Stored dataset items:
----------------

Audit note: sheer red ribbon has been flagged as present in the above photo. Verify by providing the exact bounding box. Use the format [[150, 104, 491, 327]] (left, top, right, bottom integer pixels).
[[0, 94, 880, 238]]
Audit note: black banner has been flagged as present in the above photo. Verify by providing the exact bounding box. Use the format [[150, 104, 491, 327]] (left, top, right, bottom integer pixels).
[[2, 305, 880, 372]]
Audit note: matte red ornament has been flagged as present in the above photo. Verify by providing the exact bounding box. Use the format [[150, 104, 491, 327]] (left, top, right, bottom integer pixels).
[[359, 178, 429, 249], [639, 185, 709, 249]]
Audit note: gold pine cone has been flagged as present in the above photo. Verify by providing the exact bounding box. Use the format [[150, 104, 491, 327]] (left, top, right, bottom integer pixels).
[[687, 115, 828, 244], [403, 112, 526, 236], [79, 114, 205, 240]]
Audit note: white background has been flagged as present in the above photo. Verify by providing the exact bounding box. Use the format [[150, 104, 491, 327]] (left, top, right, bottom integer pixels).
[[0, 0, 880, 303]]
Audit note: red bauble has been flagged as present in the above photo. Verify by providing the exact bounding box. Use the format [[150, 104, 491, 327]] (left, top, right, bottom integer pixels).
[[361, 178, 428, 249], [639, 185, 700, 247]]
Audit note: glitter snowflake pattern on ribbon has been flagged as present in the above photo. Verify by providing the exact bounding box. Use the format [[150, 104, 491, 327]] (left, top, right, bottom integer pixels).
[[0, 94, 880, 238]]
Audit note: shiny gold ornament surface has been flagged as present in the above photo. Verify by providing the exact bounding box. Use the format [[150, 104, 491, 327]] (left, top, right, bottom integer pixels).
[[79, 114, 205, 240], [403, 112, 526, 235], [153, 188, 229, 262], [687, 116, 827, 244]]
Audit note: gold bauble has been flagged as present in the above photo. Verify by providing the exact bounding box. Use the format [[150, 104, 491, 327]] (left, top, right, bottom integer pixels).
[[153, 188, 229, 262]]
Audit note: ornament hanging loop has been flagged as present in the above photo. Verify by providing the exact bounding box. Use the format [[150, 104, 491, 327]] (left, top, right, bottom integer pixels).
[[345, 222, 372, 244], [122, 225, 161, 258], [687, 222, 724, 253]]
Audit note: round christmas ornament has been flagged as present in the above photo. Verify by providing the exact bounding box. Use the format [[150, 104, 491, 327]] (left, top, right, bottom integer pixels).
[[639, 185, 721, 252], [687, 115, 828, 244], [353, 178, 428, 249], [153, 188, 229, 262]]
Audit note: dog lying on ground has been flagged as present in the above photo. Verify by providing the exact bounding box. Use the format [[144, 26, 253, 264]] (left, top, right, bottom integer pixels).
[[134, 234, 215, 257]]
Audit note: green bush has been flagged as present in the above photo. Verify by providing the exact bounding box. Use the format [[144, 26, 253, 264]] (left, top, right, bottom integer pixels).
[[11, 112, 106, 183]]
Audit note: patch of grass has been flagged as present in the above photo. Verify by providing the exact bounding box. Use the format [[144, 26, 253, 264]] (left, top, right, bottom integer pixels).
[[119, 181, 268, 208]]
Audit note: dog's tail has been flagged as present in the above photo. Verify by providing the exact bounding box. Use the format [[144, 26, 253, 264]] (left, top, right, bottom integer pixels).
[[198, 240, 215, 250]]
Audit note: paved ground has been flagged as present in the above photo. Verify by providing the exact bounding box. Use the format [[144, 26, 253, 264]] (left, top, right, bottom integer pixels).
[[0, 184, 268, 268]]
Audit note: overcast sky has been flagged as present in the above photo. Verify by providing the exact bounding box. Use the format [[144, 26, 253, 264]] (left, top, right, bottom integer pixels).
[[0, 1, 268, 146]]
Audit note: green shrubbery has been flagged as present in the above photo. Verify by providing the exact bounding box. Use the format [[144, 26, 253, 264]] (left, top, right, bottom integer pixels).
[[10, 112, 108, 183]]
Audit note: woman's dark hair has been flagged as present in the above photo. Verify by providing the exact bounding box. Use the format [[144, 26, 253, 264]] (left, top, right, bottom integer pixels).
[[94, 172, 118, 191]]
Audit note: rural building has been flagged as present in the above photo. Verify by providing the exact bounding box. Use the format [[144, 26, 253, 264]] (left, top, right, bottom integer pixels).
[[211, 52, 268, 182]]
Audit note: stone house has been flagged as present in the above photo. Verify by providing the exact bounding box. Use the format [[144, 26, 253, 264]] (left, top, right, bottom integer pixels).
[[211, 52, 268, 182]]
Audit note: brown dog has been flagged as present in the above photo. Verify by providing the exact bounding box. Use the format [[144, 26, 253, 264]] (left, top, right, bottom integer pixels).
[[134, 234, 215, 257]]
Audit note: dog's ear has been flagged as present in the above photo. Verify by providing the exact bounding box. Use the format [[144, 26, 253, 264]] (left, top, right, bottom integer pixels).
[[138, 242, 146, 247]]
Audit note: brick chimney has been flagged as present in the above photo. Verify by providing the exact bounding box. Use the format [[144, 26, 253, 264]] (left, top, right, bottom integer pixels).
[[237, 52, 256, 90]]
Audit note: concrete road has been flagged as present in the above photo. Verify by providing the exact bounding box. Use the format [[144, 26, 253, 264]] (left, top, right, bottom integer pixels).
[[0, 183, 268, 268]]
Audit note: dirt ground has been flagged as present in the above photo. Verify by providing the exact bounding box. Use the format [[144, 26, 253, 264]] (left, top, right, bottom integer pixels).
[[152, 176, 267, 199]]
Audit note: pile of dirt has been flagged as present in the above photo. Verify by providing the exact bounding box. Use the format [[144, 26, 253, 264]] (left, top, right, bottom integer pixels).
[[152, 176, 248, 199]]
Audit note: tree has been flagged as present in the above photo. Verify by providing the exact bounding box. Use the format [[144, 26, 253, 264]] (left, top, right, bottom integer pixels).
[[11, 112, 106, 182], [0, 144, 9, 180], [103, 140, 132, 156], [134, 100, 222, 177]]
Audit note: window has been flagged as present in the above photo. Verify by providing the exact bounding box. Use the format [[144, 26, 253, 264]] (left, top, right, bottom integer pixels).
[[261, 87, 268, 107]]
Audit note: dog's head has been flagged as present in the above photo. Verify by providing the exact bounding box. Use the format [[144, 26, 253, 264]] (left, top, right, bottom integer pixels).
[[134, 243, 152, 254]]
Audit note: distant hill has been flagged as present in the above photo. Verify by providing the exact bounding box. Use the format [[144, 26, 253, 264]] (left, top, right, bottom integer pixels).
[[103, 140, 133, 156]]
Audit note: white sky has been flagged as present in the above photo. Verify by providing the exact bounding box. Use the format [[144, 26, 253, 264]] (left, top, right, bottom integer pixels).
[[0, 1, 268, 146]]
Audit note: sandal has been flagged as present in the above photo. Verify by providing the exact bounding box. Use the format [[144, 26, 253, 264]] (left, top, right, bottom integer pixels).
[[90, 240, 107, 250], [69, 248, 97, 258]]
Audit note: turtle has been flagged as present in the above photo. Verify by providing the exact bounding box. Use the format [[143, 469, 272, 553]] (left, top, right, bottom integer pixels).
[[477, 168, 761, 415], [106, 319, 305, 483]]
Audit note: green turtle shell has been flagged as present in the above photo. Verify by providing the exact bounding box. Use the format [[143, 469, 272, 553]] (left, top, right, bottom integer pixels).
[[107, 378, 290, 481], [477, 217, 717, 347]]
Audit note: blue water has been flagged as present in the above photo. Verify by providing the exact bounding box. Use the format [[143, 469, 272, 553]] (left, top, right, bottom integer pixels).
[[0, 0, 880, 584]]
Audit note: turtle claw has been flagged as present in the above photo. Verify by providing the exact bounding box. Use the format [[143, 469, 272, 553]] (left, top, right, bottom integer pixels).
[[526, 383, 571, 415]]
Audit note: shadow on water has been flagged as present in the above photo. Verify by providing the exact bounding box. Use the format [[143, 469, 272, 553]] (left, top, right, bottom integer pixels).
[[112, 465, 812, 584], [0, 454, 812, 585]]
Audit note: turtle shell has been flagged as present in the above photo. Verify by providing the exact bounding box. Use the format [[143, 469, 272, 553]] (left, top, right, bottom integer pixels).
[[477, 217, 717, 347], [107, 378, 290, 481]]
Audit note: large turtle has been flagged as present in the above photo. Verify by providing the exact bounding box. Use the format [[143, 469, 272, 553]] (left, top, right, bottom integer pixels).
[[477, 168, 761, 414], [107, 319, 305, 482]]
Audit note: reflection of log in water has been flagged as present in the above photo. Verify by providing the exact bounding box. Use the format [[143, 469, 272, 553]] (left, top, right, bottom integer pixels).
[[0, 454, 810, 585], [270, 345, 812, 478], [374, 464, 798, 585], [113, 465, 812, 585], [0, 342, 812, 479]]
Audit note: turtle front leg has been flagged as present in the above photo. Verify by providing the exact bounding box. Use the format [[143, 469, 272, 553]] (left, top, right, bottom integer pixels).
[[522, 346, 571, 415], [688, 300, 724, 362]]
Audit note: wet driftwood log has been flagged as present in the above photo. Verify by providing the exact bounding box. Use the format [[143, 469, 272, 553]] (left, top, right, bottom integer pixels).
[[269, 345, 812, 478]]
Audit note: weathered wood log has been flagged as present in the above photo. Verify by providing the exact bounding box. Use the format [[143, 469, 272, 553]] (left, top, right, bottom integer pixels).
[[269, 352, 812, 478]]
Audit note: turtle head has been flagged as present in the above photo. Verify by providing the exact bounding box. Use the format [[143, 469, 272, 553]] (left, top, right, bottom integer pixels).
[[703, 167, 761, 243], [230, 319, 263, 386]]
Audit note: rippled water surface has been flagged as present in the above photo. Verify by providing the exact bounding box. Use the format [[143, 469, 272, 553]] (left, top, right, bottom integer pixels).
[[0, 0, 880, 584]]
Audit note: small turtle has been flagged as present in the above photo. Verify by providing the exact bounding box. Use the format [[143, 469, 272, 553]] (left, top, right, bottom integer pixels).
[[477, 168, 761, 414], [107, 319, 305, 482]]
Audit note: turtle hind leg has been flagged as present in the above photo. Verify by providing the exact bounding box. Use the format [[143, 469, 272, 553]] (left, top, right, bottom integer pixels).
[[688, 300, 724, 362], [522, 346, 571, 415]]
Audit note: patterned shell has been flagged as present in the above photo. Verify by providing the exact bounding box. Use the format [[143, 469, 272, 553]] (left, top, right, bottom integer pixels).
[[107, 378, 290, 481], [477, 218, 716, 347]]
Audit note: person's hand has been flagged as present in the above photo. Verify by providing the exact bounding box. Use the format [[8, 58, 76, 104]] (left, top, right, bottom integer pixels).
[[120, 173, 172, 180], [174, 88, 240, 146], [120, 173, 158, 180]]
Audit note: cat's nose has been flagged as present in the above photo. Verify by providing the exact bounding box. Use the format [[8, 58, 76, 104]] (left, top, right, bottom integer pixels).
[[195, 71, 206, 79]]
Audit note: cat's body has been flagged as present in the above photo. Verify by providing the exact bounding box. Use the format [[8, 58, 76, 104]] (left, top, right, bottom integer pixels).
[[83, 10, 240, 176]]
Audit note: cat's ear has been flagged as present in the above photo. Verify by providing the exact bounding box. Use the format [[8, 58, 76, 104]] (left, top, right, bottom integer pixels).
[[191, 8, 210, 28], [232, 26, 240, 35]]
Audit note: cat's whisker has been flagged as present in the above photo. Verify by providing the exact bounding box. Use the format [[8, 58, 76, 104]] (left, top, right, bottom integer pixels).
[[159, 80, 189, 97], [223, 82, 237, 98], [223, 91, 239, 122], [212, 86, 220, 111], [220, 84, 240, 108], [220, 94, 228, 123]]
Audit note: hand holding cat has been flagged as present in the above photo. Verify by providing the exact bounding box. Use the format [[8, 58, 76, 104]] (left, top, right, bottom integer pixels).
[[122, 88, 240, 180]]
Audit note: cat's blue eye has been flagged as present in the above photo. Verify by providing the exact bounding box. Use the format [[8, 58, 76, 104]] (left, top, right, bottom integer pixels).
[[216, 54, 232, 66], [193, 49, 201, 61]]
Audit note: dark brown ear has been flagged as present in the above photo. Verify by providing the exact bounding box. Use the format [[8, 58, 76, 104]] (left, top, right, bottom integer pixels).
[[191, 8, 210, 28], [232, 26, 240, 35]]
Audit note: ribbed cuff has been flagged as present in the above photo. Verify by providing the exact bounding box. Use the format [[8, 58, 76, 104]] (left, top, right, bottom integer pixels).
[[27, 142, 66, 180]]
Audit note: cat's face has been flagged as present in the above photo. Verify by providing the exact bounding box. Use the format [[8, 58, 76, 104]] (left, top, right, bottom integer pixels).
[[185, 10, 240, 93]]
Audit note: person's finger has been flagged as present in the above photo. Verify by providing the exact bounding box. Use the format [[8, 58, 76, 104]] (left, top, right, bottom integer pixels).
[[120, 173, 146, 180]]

----------------

YOUR INSTRUCTIONS: Copy out the material word for word, beginning with the line that contains "Audit note: brick" and continuing through the line that contains "[[134, 243, 152, 254]]".

REPLY TO THE EXERCISE:
Audit note: brick chimney has been flagged as present in the above photo. Verify by providing the exact bounding box. Use the format [[144, 26, 253, 264]] (left, top, right, bottom integer pixels).
[[237, 52, 256, 90]]
Audit note: concrete road has been flagged as present in the above photo. Verify by providing the exact bounding box. Use the format [[144, 26, 253, 264]] (left, top, right, bottom integer pixels).
[[0, 183, 268, 268]]
Audit note: dirt ground has been flagged as present in the above photo. Verify by providing the exact bounding box. Use the format [[144, 26, 253, 264]] (left, top, right, bottom integer pixels).
[[152, 176, 267, 199]]
Audit note: pile of dirt has been flagged as present in the above photo. Verify by providing the exact bounding box. Use the format [[144, 26, 253, 264]] (left, top, right, bottom integer pixels).
[[152, 176, 248, 199]]
Audit note: tree has been flagged as present in the above photo. Verify by providing the exact bounding box. Use the format [[144, 26, 253, 264]] (left, top, right, bottom integer pixels).
[[11, 112, 106, 182], [0, 144, 9, 180], [103, 140, 132, 156], [134, 100, 222, 177]]
Audit note: window has been flagged as present in the above photo. Verify by providing the exact bounding box. Use the format [[144, 26, 253, 264]] (left, top, right, bottom integer pixels).
[[261, 87, 268, 107]]
Audit note: dog's head has been flagged as present in the above photo. Verify by providing the exact bounding box. Use the format [[144, 26, 253, 264]] (left, top, right, bottom integer pixels).
[[134, 243, 152, 254]]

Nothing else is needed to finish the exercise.